TASK DIRECTIONS =>
How many of the lines below include the word "bridge"? Only the number should be given.

INPUT RECORDS =>
--------------------
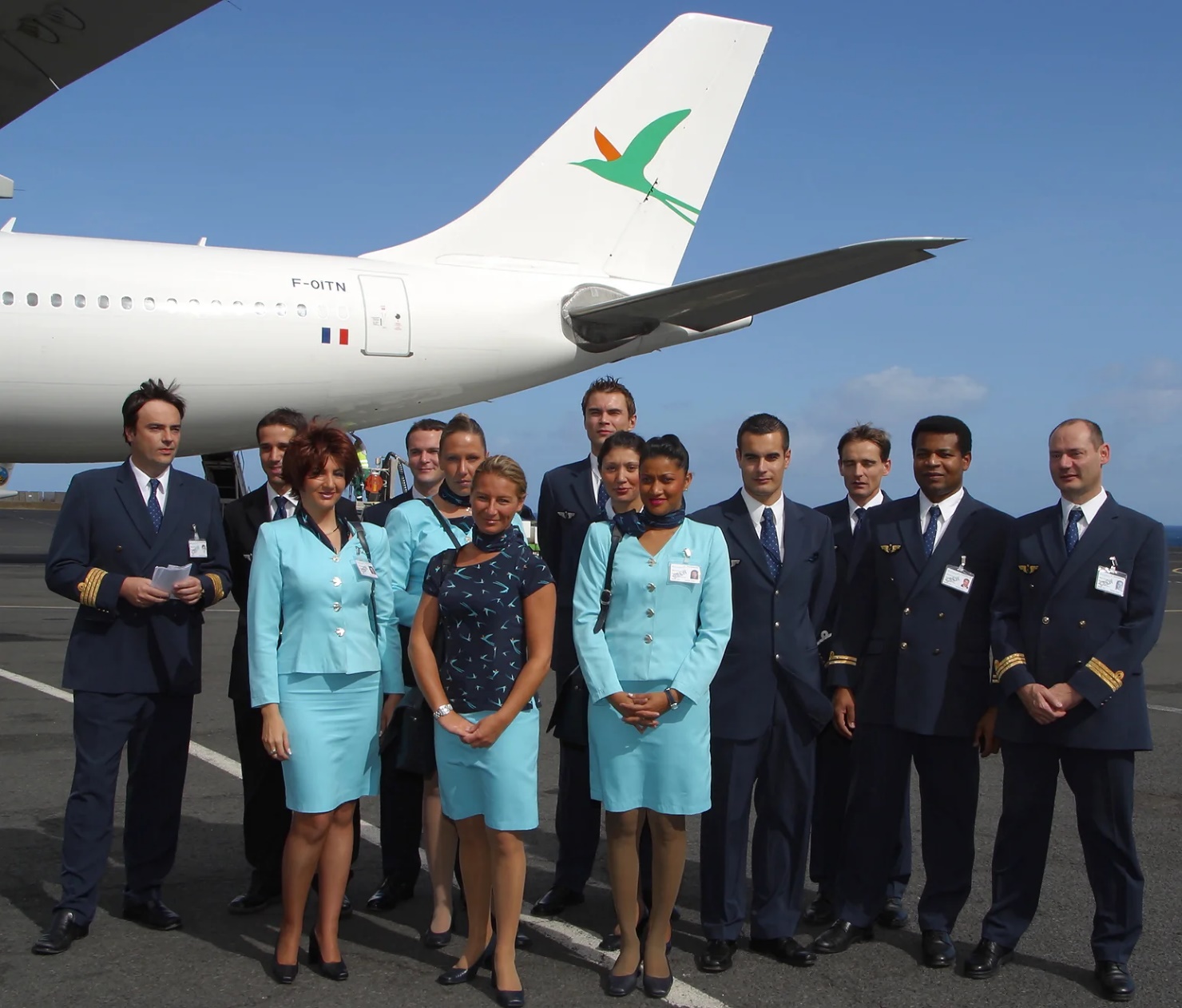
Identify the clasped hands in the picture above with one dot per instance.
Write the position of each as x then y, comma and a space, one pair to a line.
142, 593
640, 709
--------------------
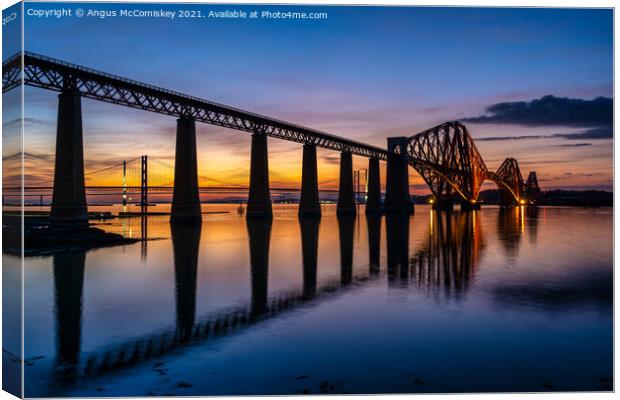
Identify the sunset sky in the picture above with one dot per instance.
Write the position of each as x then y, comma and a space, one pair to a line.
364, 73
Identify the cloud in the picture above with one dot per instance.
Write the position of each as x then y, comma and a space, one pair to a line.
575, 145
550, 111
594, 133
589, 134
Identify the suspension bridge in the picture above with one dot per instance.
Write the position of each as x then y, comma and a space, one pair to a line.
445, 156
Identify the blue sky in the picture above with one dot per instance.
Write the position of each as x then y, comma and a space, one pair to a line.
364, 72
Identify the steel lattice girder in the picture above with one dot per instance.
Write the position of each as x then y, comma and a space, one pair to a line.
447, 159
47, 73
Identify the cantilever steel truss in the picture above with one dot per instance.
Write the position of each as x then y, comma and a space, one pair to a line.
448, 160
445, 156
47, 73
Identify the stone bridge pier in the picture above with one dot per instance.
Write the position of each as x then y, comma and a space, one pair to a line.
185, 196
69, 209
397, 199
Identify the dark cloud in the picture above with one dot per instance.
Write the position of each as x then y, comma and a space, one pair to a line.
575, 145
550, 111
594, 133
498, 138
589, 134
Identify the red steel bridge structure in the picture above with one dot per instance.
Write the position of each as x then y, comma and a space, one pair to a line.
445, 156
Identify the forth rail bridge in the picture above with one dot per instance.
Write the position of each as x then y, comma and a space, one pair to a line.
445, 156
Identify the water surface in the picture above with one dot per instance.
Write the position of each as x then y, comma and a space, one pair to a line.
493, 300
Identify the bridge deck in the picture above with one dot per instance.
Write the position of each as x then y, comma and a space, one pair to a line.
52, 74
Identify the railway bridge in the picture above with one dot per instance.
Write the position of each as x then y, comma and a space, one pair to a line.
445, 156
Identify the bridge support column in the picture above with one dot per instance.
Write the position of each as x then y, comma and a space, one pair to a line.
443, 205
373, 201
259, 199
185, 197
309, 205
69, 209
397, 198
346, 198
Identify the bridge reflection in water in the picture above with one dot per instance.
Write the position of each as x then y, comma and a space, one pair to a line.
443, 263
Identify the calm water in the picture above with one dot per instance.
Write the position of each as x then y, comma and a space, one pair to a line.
--------------------
WRITTEN RESPONSE =>
8